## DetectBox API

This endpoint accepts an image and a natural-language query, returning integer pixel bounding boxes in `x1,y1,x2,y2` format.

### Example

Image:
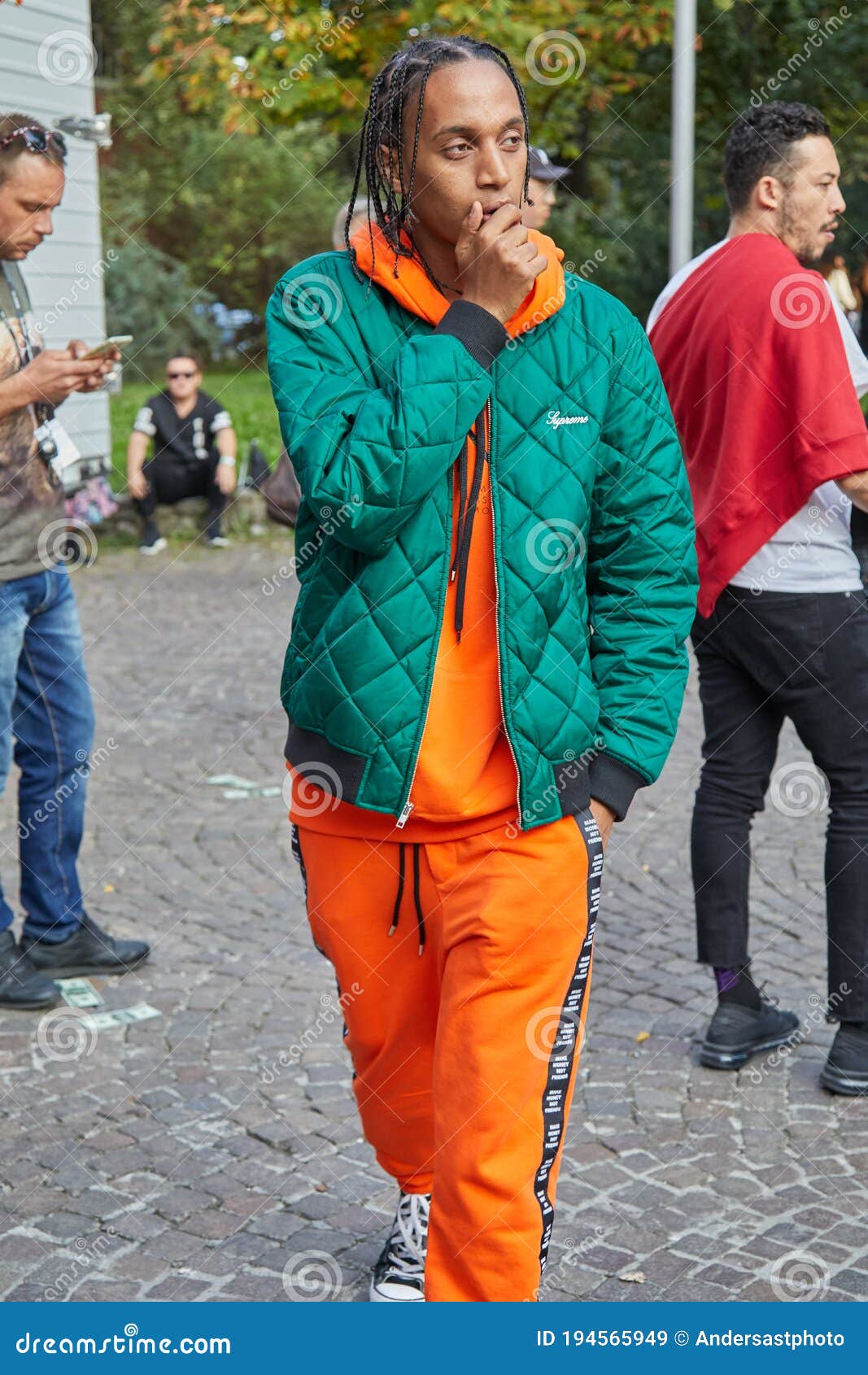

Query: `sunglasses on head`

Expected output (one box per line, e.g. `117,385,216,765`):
0,125,66,158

• What to do: Retype all of the data above word for word, leaving out the pictures.

• Full solution:
## DetectBox API

This endpoint accepts an image and a natural-language query, returning integer pixel bounding boxes in `x1,y1,x2,y2` format.

### Example

Image:

Query: `sunglasses on head`

Expected output (one box per line, e.g. `117,385,216,765`):
0,125,66,158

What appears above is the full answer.